_Given problem:_ Rewrite the records below, replacing every "Review step" with "Audit step" and leaving everything else unchanged.

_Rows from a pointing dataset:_
━━━

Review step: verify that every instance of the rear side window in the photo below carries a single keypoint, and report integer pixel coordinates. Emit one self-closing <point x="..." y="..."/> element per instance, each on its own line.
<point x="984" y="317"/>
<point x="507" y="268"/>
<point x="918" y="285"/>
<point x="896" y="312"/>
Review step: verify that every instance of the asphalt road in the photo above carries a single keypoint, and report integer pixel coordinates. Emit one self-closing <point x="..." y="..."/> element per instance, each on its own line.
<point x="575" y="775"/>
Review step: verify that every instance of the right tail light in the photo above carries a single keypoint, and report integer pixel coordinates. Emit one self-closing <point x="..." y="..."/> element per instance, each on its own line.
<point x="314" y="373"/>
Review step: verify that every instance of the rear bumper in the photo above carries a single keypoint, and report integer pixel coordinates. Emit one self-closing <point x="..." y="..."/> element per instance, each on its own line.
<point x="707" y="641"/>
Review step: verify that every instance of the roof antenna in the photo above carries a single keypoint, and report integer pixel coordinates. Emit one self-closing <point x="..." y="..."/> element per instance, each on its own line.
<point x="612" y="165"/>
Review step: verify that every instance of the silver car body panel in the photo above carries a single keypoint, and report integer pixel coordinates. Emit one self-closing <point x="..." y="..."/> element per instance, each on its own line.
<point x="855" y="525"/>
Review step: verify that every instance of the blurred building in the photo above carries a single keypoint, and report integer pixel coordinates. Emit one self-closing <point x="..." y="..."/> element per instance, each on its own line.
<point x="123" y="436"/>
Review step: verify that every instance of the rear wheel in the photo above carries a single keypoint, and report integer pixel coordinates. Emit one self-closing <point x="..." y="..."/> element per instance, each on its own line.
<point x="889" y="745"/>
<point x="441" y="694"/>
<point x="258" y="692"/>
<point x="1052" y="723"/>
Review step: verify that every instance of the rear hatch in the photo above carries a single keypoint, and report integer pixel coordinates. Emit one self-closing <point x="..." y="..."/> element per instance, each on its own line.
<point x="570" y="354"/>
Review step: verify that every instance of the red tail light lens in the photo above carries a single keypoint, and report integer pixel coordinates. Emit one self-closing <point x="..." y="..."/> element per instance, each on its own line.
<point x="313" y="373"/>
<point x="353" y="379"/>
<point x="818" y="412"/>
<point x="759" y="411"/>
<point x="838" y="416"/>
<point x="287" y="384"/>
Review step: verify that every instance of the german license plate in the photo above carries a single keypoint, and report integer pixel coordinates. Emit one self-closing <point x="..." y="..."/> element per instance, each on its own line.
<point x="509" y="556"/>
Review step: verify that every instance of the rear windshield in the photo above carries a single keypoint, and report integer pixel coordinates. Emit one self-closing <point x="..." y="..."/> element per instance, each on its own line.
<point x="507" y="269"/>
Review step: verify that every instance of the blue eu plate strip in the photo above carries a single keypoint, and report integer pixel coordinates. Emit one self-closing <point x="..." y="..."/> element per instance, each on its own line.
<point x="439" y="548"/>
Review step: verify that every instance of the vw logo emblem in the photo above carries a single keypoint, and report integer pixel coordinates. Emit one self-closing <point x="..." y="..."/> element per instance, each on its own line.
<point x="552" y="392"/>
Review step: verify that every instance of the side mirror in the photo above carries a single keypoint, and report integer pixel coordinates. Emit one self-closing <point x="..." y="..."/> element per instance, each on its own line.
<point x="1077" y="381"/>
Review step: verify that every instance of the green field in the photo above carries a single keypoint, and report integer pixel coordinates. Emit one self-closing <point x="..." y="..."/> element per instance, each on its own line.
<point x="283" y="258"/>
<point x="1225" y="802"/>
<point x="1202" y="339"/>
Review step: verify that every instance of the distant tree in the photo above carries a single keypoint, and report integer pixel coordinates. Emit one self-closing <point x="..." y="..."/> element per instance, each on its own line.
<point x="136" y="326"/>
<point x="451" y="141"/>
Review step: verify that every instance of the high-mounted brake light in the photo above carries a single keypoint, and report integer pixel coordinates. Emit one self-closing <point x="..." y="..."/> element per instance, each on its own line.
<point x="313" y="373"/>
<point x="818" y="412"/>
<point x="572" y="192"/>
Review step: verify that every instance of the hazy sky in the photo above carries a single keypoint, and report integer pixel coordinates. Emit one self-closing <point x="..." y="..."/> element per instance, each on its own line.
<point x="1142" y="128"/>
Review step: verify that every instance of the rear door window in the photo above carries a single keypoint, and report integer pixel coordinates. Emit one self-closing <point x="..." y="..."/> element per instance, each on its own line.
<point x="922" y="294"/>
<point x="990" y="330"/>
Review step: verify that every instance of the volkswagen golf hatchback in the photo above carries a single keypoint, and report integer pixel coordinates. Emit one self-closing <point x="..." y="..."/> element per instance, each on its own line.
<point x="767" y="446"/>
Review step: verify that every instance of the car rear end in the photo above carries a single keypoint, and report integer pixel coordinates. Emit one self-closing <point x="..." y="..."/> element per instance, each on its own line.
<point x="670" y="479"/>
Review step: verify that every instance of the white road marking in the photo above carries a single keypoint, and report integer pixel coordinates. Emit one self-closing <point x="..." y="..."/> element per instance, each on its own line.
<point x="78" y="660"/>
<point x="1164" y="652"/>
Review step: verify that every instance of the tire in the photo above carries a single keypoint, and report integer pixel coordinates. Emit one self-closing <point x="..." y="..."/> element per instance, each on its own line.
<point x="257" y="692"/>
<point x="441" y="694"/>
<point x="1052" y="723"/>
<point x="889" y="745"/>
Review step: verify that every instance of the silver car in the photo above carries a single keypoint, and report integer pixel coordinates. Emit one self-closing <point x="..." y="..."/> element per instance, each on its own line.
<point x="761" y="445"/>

━━━

_Output:_
Audit step: verify that every instance of the rear side window in the photo below carries a single keypoint, and report integer pixel coordinates. Emit one self-closing <point x="..." y="..."/> element per instance, each on its own line.
<point x="984" y="317"/>
<point x="507" y="268"/>
<point x="918" y="285"/>
<point x="896" y="312"/>
Audit step: verify that every instance of the asphalt road in the photo above carries a single keypoint, and report integer pixel coordinates. Emit one self-closing <point x="..." y="..."/> element per instance, each on its own line.
<point x="575" y="775"/>
Audit step: verify that every instance of the right tail light in the photo above carries a single keypoint, and report integer pixel coordinates. Emit one self-closing <point x="..." y="..."/> element per instance, each on its own line.
<point x="314" y="373"/>
Audit step: verify that every instance of the rear bumper in the photo above carries a single keypoint, and report integer pixel coordinates. Emit one self-closing <point x="..." y="..."/> element per instance, each on its own line.
<point x="707" y="641"/>
Audit step: verify that every instance of the roof antenna in the photo above carries a single keypoint, and report integer pixel coordinates. Emit one self-closing <point x="..." y="..."/> element per instance, each on its own line.
<point x="612" y="165"/>
Audit step: verify that every instance of the silver car body panel in the photo above carries a single keypoint, and report integer pixel coordinates. Emit one self-closing <point x="..." y="..."/> element per instance, each on its own line.
<point x="855" y="525"/>
Audit step: verify that every instance of the blurred building in the photo above carries a single keypoint, and report integer pixel coordinates. Emit one self-closing <point x="..." y="..."/> element per instance, each on its own line.
<point x="123" y="436"/>
Audit step: verify that every instance of the rear wheel in the photo above carries a single keypoint, and report integer pixel coordinates. Emit one self-closing <point x="..." y="..."/> element per instance, each on its own line.
<point x="889" y="745"/>
<point x="441" y="694"/>
<point x="258" y="692"/>
<point x="1052" y="723"/>
Audit step: verify that every instance of the rear hatch in the photo above carries a single keypoint, and report integer pixel coordinates. Emit one self-closing <point x="..." y="..."/> element per instance, each on its own line.
<point x="570" y="354"/>
Audit step: verify that every instance of the red tail light lens in the photo above carries a single keypoint, and report integer pixel coordinates. Emit one self-closing <point x="..." y="..."/> element per instance, each on its own line.
<point x="313" y="373"/>
<point x="353" y="379"/>
<point x="818" y="412"/>
<point x="759" y="411"/>
<point x="838" y="416"/>
<point x="287" y="384"/>
Audit step: verify that every instance of the german license plate in the photo above carries a single keypoint, and report integer pixel coordinates. Emit one self-closing <point x="..." y="..."/> element per instance, each on its own line.
<point x="509" y="556"/>
Audit step: verify that every instance of the rear windshield in the photo above carries a single keypoint, and report integer pixel coordinates. Emit one self-closing <point x="..." y="..."/> element per instance, each on its own line.
<point x="507" y="269"/>
Audit step: verify that every instance of the blue eu plate strip in the photo above carries a single keypoint, and report integer pixel coordinates. Emit one self-closing <point x="..." y="..."/> element per instance, each on its own line.
<point x="439" y="548"/>
Audit step: verify that every instance of the vw logo emblem in the photo above carries a single keypoint, and report integer pixel coordinates. Emit one self-closing <point x="..." y="..."/> element per instance, each on its own line.
<point x="552" y="392"/>
Audit step: verify that every instance of the side mirror in the photo above carries a single keypoint, and report integer pixel coordinates. Emit one self-closing <point x="..." y="..."/> element per instance, each on its own line.
<point x="1077" y="381"/>
Audit step: verify that every instance of the green field in the photo above carries a single keypoint, and report integer pixel coordinates. Emit one self-closing <point x="..." y="..."/> element per instance, each on its own line.
<point x="283" y="258"/>
<point x="1225" y="802"/>
<point x="1202" y="339"/>
Audit step: verify that every instance of the distant tree in the photo above carries a single keypoint, and report integer pixel coordinates. Emit one self-closing <point x="..." y="..."/> element per instance, each on its own line.
<point x="136" y="326"/>
<point x="451" y="141"/>
Audit step: verify that every instance of the high-mounted brake light in the photo above carries a single keypoint, and report integer pixel coordinates. Emit one self-closing <point x="..." y="..."/> element per instance, each on its own line.
<point x="313" y="373"/>
<point x="818" y="412"/>
<point x="572" y="192"/>
Audit step: verify that every instance of the hazy sky in the photo above carries a single keypoint, and report integer pixel coordinates. Emit one self-closing <point x="..." y="..."/> element per instance, each on its own line.
<point x="1142" y="128"/>
Audit step: verify that every instance of the rear door window in the photo above carries a single keypoint, and report integer pixel coordinates. Emit one self-closing <point x="..." y="..."/> element per instance, each on its own line.
<point x="922" y="294"/>
<point x="990" y="330"/>
Audit step: verify that every instance of the volkswagen golf hatchback in the photo above carries a single keypoint, and report integer pixel coordinates. Emit one self-closing <point x="..." y="..."/> element per instance, each on its own line.
<point x="767" y="446"/>
Audit step: verify that every instance of the car rear end in the photo above carries a single keypoint, and report integer pixel coordinates. Emit one self-closing <point x="..." y="..."/> element per instance, each on its own line.
<point x="670" y="479"/>
Audit step: verify that every instance of the white road marking in the photo above carries a single keypoint, and report integer pixel coordinates. Emit one self-closing <point x="..." y="..."/> element per instance, each on its own line.
<point x="78" y="660"/>
<point x="1164" y="652"/>
Audit step: verify that every instance of the tire in the photo above carries a single keypoint, and report integer pixel coordinates. Emit one self-closing <point x="..." y="..."/> element per instance, each on its own line.
<point x="257" y="692"/>
<point x="441" y="694"/>
<point x="1052" y="723"/>
<point x="889" y="745"/>
Audit step: verify that every instance of the silver car in the photo above carries a single keypoint, and report integer pixel coordinates. Emit one self-closing <point x="..." y="..."/> element per instance, each on its own line.
<point x="761" y="445"/>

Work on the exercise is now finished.